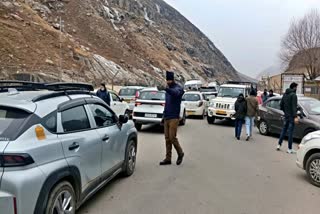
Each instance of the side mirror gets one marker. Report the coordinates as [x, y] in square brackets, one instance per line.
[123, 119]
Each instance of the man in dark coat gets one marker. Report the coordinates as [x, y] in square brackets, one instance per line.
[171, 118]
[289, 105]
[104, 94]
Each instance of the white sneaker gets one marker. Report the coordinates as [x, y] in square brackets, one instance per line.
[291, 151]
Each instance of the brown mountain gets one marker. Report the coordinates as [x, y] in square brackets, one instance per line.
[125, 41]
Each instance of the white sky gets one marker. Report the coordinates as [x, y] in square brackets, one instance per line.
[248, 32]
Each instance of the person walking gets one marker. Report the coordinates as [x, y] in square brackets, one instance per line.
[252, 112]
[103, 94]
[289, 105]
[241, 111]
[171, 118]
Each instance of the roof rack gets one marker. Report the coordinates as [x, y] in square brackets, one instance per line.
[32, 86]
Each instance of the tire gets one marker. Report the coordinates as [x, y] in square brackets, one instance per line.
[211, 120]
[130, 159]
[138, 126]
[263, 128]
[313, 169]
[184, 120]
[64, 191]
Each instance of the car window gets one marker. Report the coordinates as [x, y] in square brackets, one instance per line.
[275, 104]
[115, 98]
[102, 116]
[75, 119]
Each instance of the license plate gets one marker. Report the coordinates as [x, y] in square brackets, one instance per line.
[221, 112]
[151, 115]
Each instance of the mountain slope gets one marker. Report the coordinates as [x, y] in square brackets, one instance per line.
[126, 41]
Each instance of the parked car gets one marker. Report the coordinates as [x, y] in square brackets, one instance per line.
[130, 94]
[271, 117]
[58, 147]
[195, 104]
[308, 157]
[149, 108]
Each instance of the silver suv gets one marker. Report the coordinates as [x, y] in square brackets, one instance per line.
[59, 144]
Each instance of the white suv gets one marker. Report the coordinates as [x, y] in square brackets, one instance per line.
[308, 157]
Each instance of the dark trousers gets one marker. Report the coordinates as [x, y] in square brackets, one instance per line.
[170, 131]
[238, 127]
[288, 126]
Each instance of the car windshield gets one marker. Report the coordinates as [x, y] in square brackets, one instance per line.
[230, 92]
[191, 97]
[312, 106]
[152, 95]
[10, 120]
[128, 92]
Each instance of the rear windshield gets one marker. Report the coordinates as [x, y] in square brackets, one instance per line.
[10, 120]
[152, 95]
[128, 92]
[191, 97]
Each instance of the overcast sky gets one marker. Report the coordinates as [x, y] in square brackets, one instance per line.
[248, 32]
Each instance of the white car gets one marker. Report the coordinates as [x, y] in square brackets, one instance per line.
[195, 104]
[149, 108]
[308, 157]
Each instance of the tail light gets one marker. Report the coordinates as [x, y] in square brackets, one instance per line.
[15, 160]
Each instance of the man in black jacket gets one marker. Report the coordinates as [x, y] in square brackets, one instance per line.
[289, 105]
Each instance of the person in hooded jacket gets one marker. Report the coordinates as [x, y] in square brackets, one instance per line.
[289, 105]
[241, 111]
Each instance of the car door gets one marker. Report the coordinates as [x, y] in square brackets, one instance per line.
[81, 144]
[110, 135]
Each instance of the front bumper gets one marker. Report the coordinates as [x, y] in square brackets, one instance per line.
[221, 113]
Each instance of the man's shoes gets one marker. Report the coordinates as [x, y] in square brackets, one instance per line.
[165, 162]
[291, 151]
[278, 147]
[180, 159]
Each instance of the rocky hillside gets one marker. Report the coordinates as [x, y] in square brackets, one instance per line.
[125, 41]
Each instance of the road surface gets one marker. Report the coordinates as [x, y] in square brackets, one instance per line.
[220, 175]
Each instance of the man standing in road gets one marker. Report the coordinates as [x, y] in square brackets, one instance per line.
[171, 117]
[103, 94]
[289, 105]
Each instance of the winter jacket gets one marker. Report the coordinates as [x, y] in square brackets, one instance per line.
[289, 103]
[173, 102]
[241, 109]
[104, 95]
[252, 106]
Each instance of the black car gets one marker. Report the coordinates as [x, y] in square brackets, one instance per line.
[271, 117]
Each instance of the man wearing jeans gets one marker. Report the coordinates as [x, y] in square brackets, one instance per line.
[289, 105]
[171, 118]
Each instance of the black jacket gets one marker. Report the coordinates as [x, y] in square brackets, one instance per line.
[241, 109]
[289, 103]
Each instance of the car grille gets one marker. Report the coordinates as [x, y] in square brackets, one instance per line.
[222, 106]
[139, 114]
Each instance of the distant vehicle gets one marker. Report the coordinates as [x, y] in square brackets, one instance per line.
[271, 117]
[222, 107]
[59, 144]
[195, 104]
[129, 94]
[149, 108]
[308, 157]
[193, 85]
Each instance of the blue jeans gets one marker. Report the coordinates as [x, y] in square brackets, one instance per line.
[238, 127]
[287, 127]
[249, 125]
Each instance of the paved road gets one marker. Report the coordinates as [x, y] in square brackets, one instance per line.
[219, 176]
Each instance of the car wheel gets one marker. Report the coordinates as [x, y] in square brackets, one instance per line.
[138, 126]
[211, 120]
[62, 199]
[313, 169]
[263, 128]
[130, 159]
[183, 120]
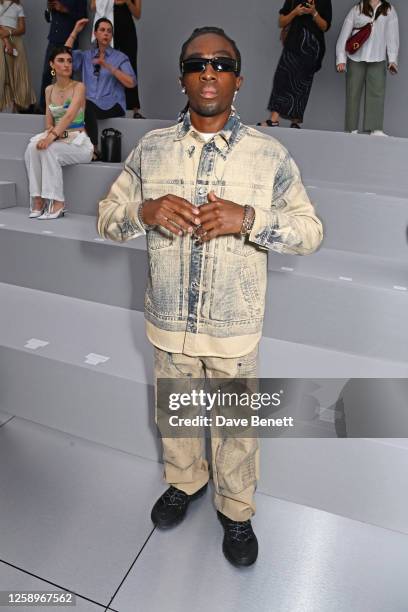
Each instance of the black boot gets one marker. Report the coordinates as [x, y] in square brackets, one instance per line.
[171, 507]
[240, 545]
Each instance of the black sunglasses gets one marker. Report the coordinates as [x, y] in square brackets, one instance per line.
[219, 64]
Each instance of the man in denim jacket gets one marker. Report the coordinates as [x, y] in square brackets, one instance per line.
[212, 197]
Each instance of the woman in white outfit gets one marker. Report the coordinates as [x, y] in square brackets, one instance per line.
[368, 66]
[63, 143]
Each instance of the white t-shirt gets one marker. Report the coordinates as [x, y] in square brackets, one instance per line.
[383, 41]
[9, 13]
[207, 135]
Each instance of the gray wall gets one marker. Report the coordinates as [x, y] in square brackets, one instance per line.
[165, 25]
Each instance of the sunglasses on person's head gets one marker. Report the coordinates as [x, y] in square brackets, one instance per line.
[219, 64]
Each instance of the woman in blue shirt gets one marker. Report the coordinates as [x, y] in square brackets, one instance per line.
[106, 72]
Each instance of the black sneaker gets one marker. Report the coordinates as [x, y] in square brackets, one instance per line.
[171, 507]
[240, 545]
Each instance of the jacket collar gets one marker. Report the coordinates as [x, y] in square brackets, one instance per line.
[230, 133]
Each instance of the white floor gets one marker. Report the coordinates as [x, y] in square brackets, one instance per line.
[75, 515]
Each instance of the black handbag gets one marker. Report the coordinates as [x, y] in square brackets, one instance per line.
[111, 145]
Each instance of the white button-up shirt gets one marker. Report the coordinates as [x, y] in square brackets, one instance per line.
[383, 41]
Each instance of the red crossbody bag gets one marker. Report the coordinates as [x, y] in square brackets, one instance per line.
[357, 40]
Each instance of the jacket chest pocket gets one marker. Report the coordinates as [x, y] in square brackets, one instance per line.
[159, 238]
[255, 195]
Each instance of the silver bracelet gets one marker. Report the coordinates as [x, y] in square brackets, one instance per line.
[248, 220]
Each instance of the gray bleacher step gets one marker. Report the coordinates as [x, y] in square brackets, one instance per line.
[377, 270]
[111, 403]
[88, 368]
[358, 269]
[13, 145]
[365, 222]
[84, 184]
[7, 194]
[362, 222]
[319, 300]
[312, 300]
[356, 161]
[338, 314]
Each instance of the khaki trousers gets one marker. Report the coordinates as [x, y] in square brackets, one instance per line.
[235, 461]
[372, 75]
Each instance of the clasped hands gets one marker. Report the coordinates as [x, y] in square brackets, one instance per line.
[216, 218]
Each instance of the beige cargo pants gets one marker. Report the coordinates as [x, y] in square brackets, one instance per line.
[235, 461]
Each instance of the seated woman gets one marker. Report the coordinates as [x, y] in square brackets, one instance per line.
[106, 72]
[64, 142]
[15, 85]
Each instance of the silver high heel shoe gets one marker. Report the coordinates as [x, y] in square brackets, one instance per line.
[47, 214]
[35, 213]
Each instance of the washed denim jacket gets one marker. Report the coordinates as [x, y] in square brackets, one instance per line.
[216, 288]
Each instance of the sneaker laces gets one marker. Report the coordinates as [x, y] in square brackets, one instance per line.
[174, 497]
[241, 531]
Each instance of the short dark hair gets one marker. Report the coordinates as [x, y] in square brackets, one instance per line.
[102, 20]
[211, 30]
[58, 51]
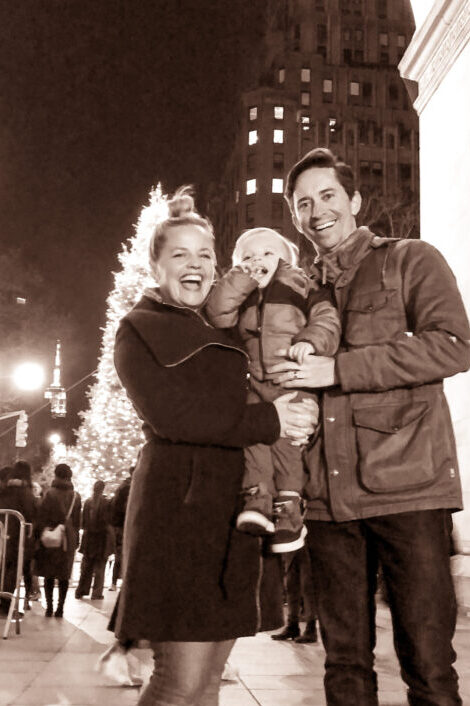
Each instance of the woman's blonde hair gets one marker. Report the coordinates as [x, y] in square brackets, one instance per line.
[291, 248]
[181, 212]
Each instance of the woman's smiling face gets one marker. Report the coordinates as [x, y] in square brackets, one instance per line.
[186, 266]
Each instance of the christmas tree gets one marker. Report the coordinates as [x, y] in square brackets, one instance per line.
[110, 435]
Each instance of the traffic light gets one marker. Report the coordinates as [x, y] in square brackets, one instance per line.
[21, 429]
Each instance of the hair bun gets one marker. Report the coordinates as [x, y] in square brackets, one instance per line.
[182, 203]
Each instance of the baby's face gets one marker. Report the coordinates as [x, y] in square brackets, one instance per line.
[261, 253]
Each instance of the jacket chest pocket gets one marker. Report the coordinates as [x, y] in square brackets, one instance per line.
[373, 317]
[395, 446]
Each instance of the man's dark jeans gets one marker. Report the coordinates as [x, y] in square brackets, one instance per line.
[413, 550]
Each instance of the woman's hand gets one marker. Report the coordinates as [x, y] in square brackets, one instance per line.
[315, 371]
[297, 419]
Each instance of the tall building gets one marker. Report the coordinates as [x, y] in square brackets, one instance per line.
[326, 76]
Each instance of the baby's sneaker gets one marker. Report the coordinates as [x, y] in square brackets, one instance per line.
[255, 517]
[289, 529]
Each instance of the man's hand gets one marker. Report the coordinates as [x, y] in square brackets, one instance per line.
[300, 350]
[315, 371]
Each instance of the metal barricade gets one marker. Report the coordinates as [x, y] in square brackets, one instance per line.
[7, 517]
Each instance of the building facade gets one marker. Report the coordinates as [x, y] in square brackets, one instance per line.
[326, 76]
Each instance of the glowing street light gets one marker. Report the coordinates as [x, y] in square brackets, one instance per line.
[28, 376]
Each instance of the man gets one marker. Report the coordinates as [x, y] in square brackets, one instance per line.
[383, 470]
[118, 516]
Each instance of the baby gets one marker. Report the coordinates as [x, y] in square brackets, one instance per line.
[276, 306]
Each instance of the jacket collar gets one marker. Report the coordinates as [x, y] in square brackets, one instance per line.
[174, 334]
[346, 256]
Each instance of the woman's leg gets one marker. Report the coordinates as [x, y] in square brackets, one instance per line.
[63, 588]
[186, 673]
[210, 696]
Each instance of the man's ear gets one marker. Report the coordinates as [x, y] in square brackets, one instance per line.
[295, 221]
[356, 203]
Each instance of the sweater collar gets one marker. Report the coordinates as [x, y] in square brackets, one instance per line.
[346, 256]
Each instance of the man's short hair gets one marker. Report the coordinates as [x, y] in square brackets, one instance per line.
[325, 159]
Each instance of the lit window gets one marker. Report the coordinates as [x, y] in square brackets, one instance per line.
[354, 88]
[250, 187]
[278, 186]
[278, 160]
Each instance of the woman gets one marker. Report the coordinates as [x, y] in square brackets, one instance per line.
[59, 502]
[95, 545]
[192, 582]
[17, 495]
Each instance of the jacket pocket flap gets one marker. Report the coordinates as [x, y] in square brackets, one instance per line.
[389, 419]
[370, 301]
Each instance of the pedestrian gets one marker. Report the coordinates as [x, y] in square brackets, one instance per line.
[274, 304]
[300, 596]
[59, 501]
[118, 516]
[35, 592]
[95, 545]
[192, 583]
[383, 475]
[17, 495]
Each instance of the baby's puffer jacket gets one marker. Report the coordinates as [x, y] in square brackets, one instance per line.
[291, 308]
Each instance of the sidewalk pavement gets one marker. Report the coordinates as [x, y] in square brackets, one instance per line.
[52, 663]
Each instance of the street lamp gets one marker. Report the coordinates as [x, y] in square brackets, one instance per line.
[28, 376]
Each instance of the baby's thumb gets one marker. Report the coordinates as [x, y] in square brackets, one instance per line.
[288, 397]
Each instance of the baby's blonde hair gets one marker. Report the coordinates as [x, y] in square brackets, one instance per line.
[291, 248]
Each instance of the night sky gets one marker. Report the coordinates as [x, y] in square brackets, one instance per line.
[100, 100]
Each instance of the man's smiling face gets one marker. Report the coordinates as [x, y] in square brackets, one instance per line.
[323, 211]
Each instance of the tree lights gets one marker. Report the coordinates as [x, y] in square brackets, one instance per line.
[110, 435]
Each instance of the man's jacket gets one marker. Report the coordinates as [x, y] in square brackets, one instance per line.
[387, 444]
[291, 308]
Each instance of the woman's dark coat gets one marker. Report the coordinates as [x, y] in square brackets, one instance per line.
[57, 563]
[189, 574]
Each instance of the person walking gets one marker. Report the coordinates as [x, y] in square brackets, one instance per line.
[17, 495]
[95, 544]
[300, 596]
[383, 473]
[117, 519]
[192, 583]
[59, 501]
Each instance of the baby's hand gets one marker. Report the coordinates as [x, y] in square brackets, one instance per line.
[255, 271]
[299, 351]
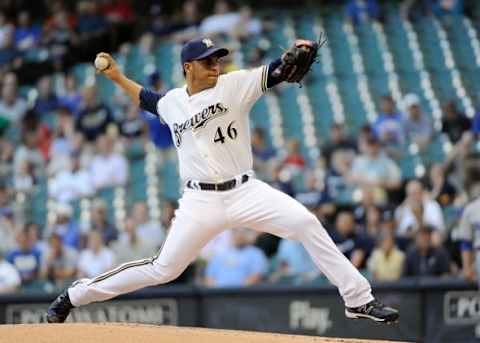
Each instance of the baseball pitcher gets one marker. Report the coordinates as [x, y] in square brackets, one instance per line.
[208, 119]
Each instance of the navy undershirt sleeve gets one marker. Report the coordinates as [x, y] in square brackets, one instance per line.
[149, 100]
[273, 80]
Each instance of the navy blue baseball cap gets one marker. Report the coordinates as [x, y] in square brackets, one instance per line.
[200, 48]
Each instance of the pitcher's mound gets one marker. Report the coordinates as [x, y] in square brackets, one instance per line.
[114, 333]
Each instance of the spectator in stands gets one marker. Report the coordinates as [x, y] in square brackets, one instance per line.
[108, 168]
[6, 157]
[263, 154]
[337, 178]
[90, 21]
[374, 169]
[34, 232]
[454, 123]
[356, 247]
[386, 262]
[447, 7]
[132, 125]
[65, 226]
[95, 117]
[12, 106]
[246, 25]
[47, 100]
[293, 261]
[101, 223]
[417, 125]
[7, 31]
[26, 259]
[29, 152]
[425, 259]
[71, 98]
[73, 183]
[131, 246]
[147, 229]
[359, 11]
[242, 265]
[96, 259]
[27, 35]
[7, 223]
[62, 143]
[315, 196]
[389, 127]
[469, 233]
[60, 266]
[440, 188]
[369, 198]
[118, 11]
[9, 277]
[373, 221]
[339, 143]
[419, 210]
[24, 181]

→ **TASK TO COMPLETE**:
Output, unchanged, the lines from the line with "Each instance of the pitcher's" through the final line of the material.

→ **WORKED SOLUTION**:
Each instance of the pitcher's mound gets one marker. Report the coordinates as [x, y] in square brackets, one instance per line.
[114, 333]
Each instance of the spectator in stands gets one marker. Report the coordinates as [x, y] in square brackets, one instance per line.
[108, 168]
[6, 157]
[263, 154]
[337, 178]
[90, 21]
[374, 169]
[34, 232]
[454, 123]
[356, 247]
[386, 262]
[447, 7]
[132, 125]
[65, 226]
[95, 117]
[12, 106]
[246, 25]
[47, 100]
[293, 261]
[101, 223]
[417, 125]
[7, 31]
[26, 259]
[29, 152]
[425, 259]
[71, 98]
[73, 183]
[131, 246]
[147, 229]
[359, 11]
[242, 265]
[96, 259]
[27, 35]
[7, 223]
[62, 143]
[315, 196]
[389, 127]
[469, 233]
[60, 266]
[440, 188]
[369, 198]
[118, 11]
[9, 277]
[373, 221]
[339, 143]
[419, 210]
[24, 181]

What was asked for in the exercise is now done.